Short task: Please rewrite the lines between the line holding "out the person" and the end of the records below, inclusive, multiplying every coordinate in the point answers by 1.6 and rounding to whole numbers, with halves rounded up. Keep every other line and number in that range unchanged.

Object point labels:
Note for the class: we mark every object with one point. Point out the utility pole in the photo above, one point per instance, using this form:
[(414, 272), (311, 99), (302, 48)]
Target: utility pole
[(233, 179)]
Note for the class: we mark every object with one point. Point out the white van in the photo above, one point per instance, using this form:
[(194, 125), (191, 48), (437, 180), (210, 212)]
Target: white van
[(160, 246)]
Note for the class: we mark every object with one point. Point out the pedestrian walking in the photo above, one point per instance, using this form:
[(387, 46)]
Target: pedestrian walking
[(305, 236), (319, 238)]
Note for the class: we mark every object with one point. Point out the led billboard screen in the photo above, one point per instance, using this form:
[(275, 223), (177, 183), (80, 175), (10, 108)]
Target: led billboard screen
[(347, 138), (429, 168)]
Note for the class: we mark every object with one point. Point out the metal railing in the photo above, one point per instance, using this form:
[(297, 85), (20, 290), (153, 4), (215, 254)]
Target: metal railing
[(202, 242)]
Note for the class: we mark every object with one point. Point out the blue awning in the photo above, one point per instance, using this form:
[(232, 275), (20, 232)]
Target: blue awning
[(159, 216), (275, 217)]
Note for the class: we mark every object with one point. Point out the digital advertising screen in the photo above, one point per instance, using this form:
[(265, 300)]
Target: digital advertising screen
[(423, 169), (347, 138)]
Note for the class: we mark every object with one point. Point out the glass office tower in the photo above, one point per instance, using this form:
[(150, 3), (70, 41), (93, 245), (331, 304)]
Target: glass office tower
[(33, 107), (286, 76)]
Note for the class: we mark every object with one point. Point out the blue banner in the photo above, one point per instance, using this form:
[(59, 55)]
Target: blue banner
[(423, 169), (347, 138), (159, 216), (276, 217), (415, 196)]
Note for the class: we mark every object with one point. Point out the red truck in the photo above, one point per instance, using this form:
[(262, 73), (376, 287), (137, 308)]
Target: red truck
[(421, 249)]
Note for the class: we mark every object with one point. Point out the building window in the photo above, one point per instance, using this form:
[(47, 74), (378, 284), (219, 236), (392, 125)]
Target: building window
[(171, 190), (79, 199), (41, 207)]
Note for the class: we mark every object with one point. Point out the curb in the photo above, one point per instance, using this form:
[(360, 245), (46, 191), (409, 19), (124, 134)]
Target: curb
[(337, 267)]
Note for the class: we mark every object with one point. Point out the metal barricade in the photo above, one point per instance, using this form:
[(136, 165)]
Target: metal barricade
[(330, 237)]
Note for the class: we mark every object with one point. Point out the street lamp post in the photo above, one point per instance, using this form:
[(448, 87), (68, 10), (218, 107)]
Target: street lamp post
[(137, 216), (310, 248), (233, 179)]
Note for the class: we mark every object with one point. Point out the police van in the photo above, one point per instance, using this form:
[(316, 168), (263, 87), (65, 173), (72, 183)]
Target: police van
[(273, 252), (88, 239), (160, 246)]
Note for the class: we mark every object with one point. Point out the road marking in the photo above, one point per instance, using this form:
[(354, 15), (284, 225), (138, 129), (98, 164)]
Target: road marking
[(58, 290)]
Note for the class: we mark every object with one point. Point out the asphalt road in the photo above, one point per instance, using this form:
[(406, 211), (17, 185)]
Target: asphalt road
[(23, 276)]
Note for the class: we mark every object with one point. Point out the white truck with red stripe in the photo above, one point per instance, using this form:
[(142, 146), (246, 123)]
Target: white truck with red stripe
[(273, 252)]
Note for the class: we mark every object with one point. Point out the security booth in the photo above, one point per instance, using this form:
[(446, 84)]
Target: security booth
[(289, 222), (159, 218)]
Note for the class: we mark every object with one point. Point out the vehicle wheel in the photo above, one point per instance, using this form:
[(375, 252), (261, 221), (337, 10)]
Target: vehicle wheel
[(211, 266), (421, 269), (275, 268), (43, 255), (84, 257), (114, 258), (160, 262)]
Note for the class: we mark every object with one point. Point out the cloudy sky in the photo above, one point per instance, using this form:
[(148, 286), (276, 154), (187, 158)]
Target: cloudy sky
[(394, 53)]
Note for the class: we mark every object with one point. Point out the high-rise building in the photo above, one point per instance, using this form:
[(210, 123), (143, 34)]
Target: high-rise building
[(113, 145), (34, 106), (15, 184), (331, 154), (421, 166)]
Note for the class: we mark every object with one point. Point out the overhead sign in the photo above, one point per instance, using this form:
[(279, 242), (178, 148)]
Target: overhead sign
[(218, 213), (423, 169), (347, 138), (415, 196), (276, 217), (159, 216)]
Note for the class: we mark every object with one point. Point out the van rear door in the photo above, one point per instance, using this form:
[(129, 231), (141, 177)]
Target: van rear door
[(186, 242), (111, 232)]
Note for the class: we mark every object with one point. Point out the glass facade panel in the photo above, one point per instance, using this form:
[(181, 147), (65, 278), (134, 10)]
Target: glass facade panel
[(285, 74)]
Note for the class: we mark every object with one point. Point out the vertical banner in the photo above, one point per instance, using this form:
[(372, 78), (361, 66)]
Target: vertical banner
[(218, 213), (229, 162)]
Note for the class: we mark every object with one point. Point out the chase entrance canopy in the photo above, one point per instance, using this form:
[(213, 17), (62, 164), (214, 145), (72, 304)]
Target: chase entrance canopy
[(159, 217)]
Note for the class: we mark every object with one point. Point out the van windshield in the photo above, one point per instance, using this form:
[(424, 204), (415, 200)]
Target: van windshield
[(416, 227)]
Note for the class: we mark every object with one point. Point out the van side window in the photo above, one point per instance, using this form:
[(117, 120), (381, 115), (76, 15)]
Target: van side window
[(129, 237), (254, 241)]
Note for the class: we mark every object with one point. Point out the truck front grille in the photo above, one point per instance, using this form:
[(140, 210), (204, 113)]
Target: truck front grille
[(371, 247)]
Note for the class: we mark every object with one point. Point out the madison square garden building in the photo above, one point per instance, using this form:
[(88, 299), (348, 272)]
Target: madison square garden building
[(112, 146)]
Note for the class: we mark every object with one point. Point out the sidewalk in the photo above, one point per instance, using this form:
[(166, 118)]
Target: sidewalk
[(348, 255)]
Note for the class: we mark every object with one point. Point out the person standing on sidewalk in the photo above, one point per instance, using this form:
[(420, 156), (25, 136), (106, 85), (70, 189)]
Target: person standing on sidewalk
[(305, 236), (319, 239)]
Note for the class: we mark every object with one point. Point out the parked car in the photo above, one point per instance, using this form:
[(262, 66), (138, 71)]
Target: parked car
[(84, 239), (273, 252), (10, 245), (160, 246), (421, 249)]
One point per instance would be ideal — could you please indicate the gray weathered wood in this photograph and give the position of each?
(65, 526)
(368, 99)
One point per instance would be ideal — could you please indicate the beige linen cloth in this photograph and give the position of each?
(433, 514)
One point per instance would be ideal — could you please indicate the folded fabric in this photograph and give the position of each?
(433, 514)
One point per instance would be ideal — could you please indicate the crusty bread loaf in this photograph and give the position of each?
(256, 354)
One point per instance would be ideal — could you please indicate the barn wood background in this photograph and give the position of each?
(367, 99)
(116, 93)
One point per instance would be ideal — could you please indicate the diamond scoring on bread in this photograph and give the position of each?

Solution to the problem:
Note for the class: we mark every object with one point. Point out the person standing on sidewalk in the photo above, one point per instance, using this form:
[(420, 156), (25, 136), (106, 85), (70, 189)]
Target: person standing on sidewalk
[(488, 378), (510, 382)]
Note for the class: we mark every object with one point. Point out the parked car in the photo above, one point per instance, using this form:
[(262, 66), (138, 71)]
Target: parked car
[(134, 382), (437, 403), (16, 392), (256, 394), (674, 398)]
One point per instance would be ideal — could you please indicate the gray weathered wood in this photograph and give the position of each?
(104, 842)
(589, 158)
One point per instance would be ideal — could you please indicate the beige linen cloth in this photograph and give the position of each?
(693, 822)
One point per instance would be ideal — could you please indicate the folded fabric in this photograph and give the position of each?
(693, 822)
One point per instance would be ideal — could you please indicate the crusty bread loaf in this photograph and give the position of each?
(410, 566)
One point per instance would be ideal — could you please indicate the barn wood background in this photograph and give the position of each?
(587, 158)
(186, 149)
One point per instance would be ideal — could you please indicate the diamond scoring on bread in this photograph and give the position of each?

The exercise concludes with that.